Dataset |
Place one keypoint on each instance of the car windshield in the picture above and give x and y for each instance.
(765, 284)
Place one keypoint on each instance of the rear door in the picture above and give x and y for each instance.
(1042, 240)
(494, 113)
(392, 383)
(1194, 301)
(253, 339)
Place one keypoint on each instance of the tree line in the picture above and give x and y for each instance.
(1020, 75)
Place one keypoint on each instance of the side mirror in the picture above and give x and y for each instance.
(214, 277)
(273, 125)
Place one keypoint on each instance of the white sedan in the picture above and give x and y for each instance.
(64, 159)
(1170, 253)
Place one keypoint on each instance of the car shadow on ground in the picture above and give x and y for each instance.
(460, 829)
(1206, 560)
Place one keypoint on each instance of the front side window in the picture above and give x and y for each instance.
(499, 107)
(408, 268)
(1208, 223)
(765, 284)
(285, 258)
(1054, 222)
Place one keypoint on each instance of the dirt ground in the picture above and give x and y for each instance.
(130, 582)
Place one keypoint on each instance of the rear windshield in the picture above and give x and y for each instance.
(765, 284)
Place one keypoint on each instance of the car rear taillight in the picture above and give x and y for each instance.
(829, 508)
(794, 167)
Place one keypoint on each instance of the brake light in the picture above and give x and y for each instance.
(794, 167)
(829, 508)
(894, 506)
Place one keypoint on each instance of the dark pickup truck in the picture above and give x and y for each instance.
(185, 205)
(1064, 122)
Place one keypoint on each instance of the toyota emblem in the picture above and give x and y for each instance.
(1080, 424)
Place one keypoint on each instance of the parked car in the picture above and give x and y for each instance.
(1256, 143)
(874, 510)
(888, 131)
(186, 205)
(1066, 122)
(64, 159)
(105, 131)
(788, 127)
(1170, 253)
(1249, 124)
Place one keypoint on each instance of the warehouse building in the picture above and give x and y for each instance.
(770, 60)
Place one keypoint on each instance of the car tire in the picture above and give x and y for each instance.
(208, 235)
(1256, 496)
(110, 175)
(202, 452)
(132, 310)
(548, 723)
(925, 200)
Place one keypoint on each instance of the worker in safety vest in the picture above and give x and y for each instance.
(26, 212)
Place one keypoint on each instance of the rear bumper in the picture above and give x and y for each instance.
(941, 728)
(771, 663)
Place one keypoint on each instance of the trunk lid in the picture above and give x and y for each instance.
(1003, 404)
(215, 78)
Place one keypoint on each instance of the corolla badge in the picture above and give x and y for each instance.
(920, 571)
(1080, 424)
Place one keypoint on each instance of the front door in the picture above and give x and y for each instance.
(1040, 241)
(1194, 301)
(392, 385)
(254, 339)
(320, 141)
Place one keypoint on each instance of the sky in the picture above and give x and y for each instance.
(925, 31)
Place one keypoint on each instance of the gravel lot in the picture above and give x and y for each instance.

Exercise objective | Give back the listing exactly.

Result of the exercise |
Place one keypoint on each instance of the car windshield in the picture above and give x and y for each instance.
(765, 284)
Place one keypoint on each instance of the rear door in the picture above and give x and y for each instance.
(1042, 240)
(494, 113)
(392, 383)
(1194, 301)
(253, 339)
Place one keypoint on each instance of the tree line in the picture above and give x and y for each instance.
(1020, 75)
Place one keypoint on each instance of the side mirror in the picture above and give x and y for each instance.
(214, 277)
(273, 125)
Place one keypoint on each instance of the white sedan in the picture above and give x and y for each instance.
(64, 159)
(1170, 253)
Place one keypoint on each instance of the car shadow on ground in the picture above and give x and y for each instance.
(460, 829)
(1206, 560)
Place one keypoint on each instance of the front side window in the picture above and give x and y for each instance.
(499, 107)
(408, 268)
(1208, 223)
(765, 284)
(285, 258)
(1054, 222)
Place one keypoint on each instance of the dirt ground in the picture above and give x and y for each instance.
(130, 582)
Place one keypoint on each instance of the rear windshield in the picture above and give x and y for each instance.
(765, 284)
Place one keypoint on each instance of the car rear taillight in the picture above and give x and y for each instance.
(829, 508)
(794, 167)
Place one keypoint on each instance of the brake light in the picture above and give x and y for each instance.
(794, 167)
(829, 508)
(894, 506)
Place one keypoint on each instance of the dark pickup truck in the picture above and give x and y for each instance.
(185, 205)
(1064, 122)
Place one keypoint on each instance of the toyota emblem in the picture above and give x and y for each instance.
(1080, 424)
Place one keypoint on each instance of the parked car in the picture above and give x and y for each instance.
(1256, 143)
(874, 510)
(888, 131)
(186, 205)
(1066, 122)
(64, 159)
(105, 131)
(788, 127)
(1170, 253)
(1249, 124)
Place one keypoint on each instance of the warehouse building in the picture above and give x and y for each instance.
(770, 60)
Place one keypoint on each instance of the car tire in the picture above and give x and y for each instance.
(208, 235)
(1256, 496)
(110, 175)
(202, 452)
(132, 310)
(548, 723)
(925, 200)
Place one keypoint on each instance of the worker in safety vest in the picture above and give x and y for each instance.
(26, 212)
Place one keypoint on each instance of the rear bumper in the picture above and give x and y for each instance.
(941, 728)
(771, 663)
Place one keypoint on each instance of the trunk lid in the picture above and give x and y for each instance.
(1003, 404)
(215, 78)
Place one keypoint on each instance of the corolla badge in the picture above and give x and y for each instance.
(920, 571)
(1080, 424)
Place one keypoint on each instance of the front door in the picture above and give x and y for each instance.
(1040, 241)
(1194, 301)
(392, 385)
(254, 339)
(320, 141)
Place one keypoint on each instance of the sky in the picture above and give x and y for each instance.
(925, 31)
Place one keypoint on each instance of the gravel lot in the picture above and give x and y for each instance.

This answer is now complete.